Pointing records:
_ _ _ _

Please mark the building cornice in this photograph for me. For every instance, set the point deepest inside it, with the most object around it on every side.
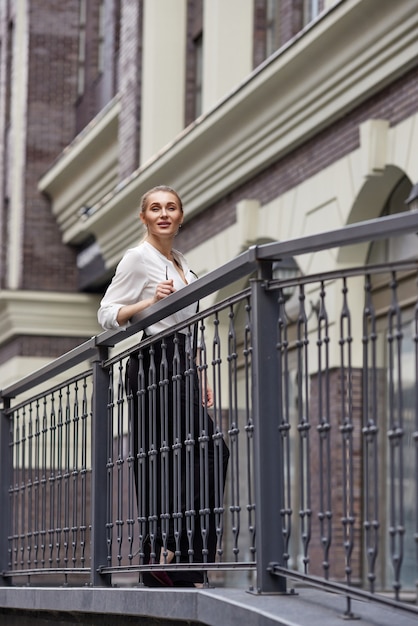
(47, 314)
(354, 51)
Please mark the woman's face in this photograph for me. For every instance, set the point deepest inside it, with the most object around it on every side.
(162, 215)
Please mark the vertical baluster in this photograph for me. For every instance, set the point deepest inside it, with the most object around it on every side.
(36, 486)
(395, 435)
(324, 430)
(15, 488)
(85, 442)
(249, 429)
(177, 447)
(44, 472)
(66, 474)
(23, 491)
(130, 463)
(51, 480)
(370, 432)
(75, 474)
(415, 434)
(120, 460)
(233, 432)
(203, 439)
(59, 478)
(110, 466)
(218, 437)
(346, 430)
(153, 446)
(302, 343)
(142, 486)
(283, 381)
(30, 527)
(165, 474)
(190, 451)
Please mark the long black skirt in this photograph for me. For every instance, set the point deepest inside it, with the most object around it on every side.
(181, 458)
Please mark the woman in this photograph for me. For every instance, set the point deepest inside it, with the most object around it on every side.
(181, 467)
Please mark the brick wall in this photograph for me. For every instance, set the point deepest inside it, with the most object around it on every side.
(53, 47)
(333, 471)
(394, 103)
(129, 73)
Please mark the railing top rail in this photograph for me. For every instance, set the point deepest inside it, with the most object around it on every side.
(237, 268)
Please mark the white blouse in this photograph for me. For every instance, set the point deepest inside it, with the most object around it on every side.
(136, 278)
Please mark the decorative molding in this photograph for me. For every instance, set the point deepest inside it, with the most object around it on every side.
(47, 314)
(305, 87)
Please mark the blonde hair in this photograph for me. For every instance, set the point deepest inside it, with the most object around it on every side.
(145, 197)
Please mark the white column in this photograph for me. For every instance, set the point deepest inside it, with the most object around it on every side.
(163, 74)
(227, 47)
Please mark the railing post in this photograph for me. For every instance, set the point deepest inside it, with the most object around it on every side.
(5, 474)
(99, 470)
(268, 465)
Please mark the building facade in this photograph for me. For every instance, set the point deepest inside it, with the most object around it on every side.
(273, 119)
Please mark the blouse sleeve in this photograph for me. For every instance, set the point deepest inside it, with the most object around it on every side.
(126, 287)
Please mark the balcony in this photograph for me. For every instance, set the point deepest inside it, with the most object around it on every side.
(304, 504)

_ _ _ _

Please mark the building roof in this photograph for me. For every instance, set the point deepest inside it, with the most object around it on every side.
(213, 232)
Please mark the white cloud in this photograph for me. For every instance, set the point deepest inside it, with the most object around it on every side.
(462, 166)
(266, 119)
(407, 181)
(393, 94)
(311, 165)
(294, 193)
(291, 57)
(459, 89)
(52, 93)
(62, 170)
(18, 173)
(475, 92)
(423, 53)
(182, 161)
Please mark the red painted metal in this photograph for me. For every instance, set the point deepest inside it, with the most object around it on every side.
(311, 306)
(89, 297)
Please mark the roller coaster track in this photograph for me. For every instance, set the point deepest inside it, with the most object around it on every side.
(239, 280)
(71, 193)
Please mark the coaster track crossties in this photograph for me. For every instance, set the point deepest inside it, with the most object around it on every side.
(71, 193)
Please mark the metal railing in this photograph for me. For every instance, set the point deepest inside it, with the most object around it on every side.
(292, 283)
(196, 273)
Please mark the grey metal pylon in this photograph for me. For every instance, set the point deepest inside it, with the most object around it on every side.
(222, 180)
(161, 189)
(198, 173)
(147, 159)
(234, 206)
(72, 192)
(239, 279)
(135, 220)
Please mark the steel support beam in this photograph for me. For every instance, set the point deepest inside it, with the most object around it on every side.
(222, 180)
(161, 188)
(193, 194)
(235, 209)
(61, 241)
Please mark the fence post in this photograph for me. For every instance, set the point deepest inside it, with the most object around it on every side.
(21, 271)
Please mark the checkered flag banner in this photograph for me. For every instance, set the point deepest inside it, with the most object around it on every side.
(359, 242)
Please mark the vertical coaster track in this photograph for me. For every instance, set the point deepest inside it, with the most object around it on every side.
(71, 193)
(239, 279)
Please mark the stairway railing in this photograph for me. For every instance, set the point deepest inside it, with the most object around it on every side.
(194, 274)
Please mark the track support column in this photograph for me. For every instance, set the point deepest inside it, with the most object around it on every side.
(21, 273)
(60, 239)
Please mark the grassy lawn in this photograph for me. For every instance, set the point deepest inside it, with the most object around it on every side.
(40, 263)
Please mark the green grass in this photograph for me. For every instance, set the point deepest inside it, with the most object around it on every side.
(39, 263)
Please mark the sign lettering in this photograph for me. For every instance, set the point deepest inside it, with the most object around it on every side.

_ _ _ _

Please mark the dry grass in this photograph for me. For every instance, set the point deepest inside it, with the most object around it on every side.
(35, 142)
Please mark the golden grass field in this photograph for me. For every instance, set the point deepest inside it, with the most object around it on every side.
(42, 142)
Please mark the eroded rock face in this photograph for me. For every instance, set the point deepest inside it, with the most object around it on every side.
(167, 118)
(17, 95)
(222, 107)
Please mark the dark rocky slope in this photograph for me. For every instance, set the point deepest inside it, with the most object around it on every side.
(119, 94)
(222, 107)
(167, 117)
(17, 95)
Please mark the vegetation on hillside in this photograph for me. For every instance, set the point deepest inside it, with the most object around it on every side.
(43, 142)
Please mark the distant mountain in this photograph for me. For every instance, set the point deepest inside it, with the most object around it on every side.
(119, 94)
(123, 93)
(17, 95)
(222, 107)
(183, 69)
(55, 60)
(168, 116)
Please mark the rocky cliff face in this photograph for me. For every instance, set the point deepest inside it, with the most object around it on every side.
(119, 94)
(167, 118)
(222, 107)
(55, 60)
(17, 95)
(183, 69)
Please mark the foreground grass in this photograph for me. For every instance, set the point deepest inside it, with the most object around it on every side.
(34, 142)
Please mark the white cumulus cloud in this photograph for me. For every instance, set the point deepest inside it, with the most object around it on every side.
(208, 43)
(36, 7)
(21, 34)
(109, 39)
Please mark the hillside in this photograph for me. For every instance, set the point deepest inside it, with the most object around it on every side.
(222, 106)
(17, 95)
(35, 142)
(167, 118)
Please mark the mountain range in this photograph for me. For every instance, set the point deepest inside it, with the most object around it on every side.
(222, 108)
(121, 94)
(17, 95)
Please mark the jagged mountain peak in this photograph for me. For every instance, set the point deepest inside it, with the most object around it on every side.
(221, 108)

_ _ _ _

> [What the exercise asks] How many lines in the material above contain the string "cloud"? Count them and reply with the number alone.

> [Result for this exercise] 2